Detect unregistered faces loitering in sensitive areas. Supports one OR many RTSP cameras concurrently in a single process (shared ONNX models, per-camera tr...
SKILL.md

---
name: kami-suspicious-person
description: Detect unregistered faces loitering in sensitive areas. Supports one OR many RTSP cameras concurrently in a single process (shared ONNX models, per-camera tracker). Runs continuously, outputs alarm JSON to stdout each time a stranger exceeds the loiter threshold, then keeps monitoring. No local GPU needed for face detection (CPU inference via ONNX).
version: 2.0.4
author: kami-smarthome
tags:
  - smart-home
  - face-recognition
  - stranger-detection
  - loitering-detection
  - surveillance
  - security
  - insightface
  - arcface
  - rtsp
  - edge-ai
triggers:
  - detect stranger
  - detect unknown person
  - detect unregistered face
  - stranger loitering
  - unknown face detection
  - suspicious person
  - face recognition alert
  - start suspicious person monitoring
  - begin stranger detection
metadata:
  openclaw:
    requires:
      bins:
        - python3.10
      hardware:
        cpu: "4+ cores (x86_64 / ARM64)"
        memory: "8 GB+"
        storage: "10 GB+"
        gpu: "optional (speeds up ONNX inference)"
      network:
        - "RTSP camera access (LAN)"
        - "Internet (KamiClaw API)"
      devices:
        - "RTSP IP camera"
    emoji: "🕵️"
---

# Kami Suspicious Person Detection

Detect unregistered face loitering events in sensitive areas. The script runs continuously and outputs an alarm JSON line to stdout each time a stranger exceeds the loiter threshold. It does NOT exit after an alarm — it keeps monitoring. Set `run_time: 0` for unlimited operation.

------------

**LIST OF TASKS**
**a.** How much memory does the skill description list as a hardware requirement?
**b.** Please rewrite the paragraph in the skill description that begins "Detect unregistered face loitering events" as a short bulleted list that keeps its main facts.

------------

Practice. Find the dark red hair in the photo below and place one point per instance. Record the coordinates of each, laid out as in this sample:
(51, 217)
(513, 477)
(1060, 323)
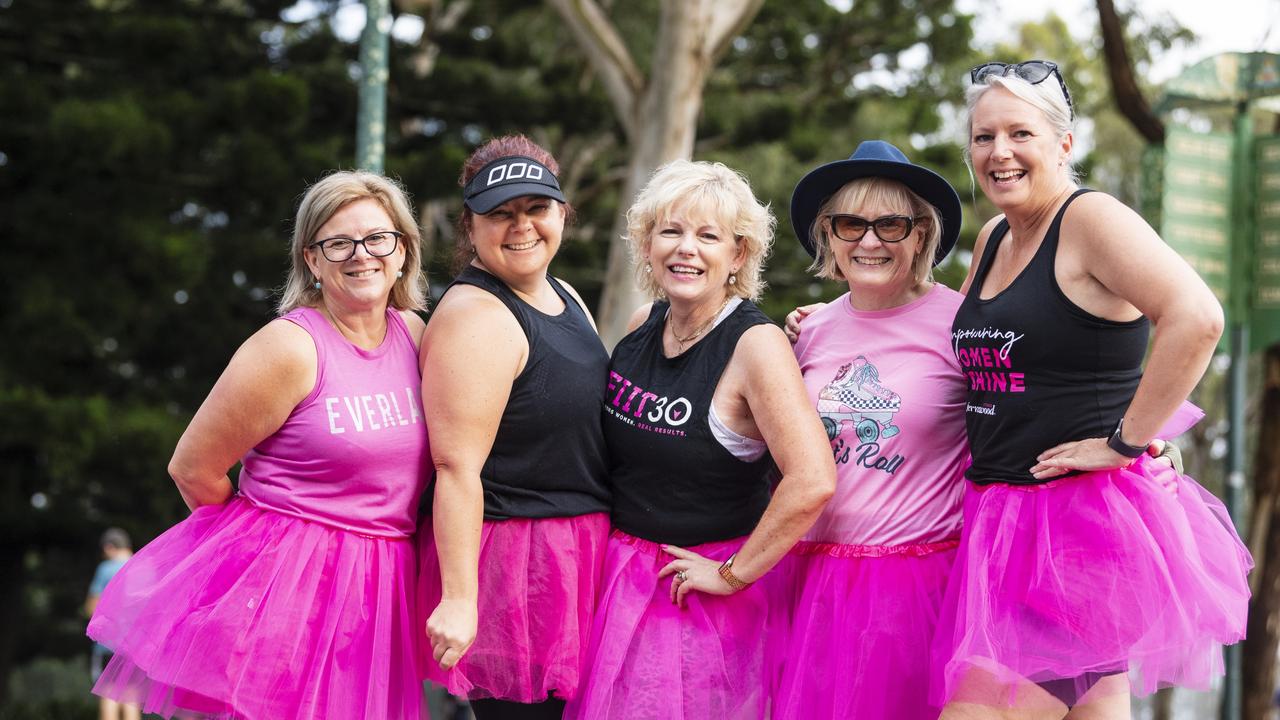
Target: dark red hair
(498, 147)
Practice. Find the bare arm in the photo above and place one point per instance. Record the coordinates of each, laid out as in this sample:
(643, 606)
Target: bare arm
(471, 352)
(639, 317)
(979, 246)
(1134, 269)
(263, 383)
(580, 304)
(764, 372)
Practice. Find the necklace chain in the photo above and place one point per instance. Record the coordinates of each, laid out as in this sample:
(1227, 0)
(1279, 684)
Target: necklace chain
(696, 333)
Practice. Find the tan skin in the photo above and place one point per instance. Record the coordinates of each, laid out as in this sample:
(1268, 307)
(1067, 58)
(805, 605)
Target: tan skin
(760, 395)
(275, 368)
(1104, 247)
(472, 351)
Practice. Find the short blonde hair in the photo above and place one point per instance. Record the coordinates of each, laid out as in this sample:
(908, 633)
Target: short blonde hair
(1045, 96)
(320, 203)
(887, 194)
(712, 187)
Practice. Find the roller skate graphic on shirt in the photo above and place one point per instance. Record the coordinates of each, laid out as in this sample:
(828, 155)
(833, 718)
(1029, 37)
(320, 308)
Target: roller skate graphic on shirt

------------

**ACTIVITY ANSWERS**
**a.** 8 GB+

**b.**
- Detects unregistered faces loitering in sensitive areas.
- Runs continuously and prints an alarm JSON line to stdout each time a stranger exceeds the loiter threshold.
- Does not exit after an alarm; it keeps monitoring.
- Setting `run_time: 0` allows unlimited operation.